■ Task goal ■
Reproduce the passage of the Suez Canal blockage article starting at "Hapag-Lloyd listed six" and ending at "Network Express (ONE).".

■ Extracted text ■
Container lines divert services via Cape as Suez Canal remains blocked

Photo: MSC MSC Isabella.jpg
The MSC Isabella is deployed on the Asia - Europe trade
Container lines are diverting a growing number of vessels via the Cape of Good Hope, and in some cases simply turning services around, as the Suez Canal remains blocked by the grounded Ever Given.

With hundreds of vessels queued up due to the blockage of the key waterway major container lines are diverting via the Cape of Good Hope adding around 10 days to an Asia - Europe voyage, and substantial bunker fuel costs as a result. However, salvors have warned that it could take weeks to refloat the Ever Given, and even once the blockage is cleared the backlog of vessels waiting to transit the canal will result in further lengthy delays.

In a customer advisory on 26 March Meditteranean Shipping Co (MSC) listed 11 services, seven as part of the 2M alliance with Maersk Line and four others, that it is diverting via the Cape of Good Hope.

MSC has also started to turn around some services to the Med and the US from India. The MSC Stella on its India - Med service will discharge cargo at King Abdullah Port and return to India, while the Seamax Darien on the INDUSA will discharge cargo in Mediterranean ports and then await further orders.

“MSC also envisages some missed sailings as a result of this incident and, in some cases, we may therefore need to adapt the volumes of bookings we can accept according to the reduced capacity available on certain trades,” MSC said.

Maersk Line listed a total of 14 services, including those with MSC as part of the 2M alliance, that it had rerouted via the Cape. 

“Where we can, we are already diverting vessels that have the capacity and enough fuel for a route change,” Maersk said in a customer advisory dated 26 March.

“For every day the canal remains blocked, the tailwind of global impact on capacity and equipment continues to increase,” it warned.

Hapag-Lloyd listed six services in which it is a partner line as part of The Alliance that have been diverted by the Cape of Good Hope, involving vessels from HMM, Yang Ming Line and Ocean Network Express (ONE).

“Hapag-Lloyd constantly monitors the situation and closely follows the implications on its services. We are presently looking into possible vessel diversions around Cape of Good Hope,” the German line said.

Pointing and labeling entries
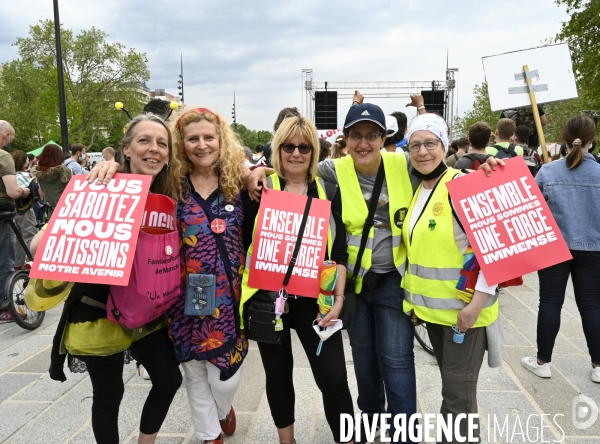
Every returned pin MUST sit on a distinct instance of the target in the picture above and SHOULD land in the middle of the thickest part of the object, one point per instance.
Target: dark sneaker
(229, 423)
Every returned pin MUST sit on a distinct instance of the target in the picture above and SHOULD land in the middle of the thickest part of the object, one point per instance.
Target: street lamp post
(62, 103)
(180, 81)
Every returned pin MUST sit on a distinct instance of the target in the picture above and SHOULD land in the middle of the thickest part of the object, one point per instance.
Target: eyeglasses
(430, 145)
(357, 137)
(289, 148)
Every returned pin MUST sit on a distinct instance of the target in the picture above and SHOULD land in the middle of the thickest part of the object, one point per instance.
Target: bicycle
(16, 284)
(423, 337)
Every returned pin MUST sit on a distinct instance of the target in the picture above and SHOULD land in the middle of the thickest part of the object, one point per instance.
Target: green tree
(557, 114)
(97, 74)
(581, 32)
(481, 111)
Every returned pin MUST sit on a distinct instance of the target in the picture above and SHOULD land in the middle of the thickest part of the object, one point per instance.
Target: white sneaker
(531, 364)
(595, 374)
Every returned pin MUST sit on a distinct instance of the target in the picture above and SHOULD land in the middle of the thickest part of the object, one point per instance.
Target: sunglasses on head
(289, 148)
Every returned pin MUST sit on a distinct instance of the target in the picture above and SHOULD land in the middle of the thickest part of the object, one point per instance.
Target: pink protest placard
(277, 227)
(92, 234)
(507, 221)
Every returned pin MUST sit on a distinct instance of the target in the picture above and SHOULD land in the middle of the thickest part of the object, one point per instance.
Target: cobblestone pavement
(35, 409)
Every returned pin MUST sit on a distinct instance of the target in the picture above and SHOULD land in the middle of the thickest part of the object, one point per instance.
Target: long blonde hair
(168, 180)
(230, 163)
(296, 126)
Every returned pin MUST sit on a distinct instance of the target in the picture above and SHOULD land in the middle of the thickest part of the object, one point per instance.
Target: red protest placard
(277, 227)
(92, 234)
(508, 222)
(160, 213)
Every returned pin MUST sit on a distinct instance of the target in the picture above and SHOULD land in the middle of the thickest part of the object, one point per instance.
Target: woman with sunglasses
(436, 245)
(94, 344)
(295, 157)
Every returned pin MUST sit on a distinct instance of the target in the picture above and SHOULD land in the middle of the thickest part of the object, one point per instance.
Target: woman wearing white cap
(436, 245)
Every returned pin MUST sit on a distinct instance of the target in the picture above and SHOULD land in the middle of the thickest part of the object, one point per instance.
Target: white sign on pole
(550, 70)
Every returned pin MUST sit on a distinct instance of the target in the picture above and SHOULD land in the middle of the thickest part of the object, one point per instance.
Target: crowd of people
(385, 179)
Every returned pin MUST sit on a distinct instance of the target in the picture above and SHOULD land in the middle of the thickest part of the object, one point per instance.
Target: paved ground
(35, 409)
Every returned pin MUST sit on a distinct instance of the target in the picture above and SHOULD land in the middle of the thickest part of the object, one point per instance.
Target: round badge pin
(218, 226)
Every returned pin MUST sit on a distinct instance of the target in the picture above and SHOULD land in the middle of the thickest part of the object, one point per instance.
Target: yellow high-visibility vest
(434, 263)
(355, 211)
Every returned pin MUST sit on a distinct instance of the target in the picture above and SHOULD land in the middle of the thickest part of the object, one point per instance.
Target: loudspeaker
(326, 109)
(435, 101)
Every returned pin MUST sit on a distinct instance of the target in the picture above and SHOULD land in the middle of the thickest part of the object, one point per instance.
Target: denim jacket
(574, 199)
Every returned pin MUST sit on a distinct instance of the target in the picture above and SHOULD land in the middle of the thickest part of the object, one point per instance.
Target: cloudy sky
(259, 48)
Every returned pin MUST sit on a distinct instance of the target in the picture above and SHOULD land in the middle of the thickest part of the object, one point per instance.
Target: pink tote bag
(155, 282)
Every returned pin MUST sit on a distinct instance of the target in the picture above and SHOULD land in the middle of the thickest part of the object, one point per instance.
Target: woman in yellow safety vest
(295, 157)
(436, 246)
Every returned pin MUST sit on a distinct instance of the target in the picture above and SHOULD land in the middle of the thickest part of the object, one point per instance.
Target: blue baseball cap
(365, 112)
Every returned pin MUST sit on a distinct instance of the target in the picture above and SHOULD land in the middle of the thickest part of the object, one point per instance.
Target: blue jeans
(7, 255)
(382, 339)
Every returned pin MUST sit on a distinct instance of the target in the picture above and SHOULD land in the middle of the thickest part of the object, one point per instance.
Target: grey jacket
(574, 200)
(53, 182)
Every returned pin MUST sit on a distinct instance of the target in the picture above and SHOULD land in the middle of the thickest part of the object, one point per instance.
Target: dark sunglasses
(289, 148)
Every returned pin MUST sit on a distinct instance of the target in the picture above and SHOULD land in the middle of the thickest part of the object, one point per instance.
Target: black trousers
(329, 369)
(459, 365)
(155, 353)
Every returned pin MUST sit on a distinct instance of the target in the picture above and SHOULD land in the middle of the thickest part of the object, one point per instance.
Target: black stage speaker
(435, 101)
(326, 109)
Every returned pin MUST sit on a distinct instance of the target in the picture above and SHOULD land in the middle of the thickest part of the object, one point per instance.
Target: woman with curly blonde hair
(223, 153)
(207, 338)
(203, 324)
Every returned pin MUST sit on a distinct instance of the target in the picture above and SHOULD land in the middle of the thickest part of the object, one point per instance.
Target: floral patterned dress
(215, 338)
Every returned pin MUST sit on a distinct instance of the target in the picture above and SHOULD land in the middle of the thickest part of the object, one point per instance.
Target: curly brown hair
(168, 180)
(230, 164)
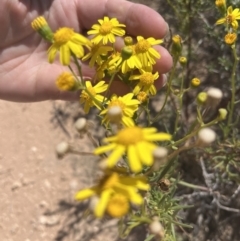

■ Result of this exercise ■
Hapag-Lloyd listed six services in which it is a partner line as part of The Alliance that have been diverted by the Cape of Good Hope, involving vessels from HMM, Yang Ming Line and Ocean Network Express (ONE).